[Stated task a]
Starting at the beginning of the records and stopping after the line containing "[122,107,372,248]", swap "grape cluster" for "bunch of grapes" and write those lines out again with nothing else changed.

[Page excerpt]

# Verdun/Maginot Line visit at the end of May...



## TeeJF (Apr 10, 2013)

Just a brief note to remind you all that the "guided" visit to see FOUR of the Verdun forts and attempt a Maginot Line gros ouvrage with us at the end of May IS going ahead despite a very lacklustre response. When I first posted this trip as a proposal I was inundated with requests for a place on the trip however now that it's gone firm people have taken a reality check and failed to get back to me. As a result there are still places available should anyone who did not see the original proposal fancy going.

Costs are dependent upon the type of accommodation you prefer - camping is viable and there are a variety of hotels available at reasonable prices. There are still some cheap offers on the ferries at the moment and by sharing transport you can reduce travel costs dramatically. Be aware though that hotel availability is getting tight now.

Contact me with a PM if you are interested.

[Stated task b]
According to the Verdun/Maginot Line post, how many Verdun forts will the guided visit include?

[Data for this exercise]
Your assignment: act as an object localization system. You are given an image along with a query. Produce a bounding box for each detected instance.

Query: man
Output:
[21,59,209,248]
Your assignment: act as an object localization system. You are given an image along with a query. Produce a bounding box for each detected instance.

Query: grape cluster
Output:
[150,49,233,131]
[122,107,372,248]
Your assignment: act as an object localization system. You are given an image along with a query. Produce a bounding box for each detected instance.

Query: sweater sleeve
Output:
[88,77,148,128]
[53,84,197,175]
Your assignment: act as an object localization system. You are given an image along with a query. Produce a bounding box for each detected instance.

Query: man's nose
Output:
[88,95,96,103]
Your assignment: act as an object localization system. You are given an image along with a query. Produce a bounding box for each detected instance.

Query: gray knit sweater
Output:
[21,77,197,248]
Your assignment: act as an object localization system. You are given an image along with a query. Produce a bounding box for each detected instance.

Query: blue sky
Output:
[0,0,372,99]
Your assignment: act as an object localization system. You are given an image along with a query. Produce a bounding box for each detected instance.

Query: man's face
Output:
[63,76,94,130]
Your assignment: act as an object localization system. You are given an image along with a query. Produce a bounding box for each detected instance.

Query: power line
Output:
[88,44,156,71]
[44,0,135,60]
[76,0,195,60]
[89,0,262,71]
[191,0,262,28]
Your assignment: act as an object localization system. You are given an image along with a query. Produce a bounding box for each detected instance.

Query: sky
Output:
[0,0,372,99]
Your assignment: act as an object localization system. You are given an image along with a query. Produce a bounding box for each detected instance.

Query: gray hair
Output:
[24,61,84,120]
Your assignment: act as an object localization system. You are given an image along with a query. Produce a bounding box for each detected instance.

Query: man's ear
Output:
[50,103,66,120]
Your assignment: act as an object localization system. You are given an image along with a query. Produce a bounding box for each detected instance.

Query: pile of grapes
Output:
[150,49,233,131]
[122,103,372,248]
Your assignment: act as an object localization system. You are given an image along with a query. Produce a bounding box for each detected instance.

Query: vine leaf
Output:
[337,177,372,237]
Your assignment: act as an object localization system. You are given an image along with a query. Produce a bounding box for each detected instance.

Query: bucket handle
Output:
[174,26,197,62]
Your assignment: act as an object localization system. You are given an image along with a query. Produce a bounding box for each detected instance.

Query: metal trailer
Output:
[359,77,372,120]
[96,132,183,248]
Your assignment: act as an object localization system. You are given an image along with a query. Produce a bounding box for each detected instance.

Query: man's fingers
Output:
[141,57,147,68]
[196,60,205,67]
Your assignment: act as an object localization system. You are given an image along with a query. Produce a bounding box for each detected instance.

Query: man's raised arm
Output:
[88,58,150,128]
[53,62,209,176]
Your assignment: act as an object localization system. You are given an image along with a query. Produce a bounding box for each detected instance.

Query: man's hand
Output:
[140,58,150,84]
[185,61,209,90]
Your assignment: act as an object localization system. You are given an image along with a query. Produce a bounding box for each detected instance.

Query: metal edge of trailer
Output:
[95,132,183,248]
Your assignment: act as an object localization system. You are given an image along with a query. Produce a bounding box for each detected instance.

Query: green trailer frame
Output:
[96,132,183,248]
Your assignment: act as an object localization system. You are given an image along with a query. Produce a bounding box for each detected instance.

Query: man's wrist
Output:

[Final answer a]
Your assignment: act as an object localization system. You are given an image along with a query. Produce a bounding box for each detected instance.

Query: man
Output:
[21,59,209,248]
Your assignment: act as an object localization system. You are given an image along with a query. Produce a bounding box for each detected instance.

Query: bunch of grapes
Output:
[150,49,233,131]
[122,107,372,248]

[Final answer b]
Four.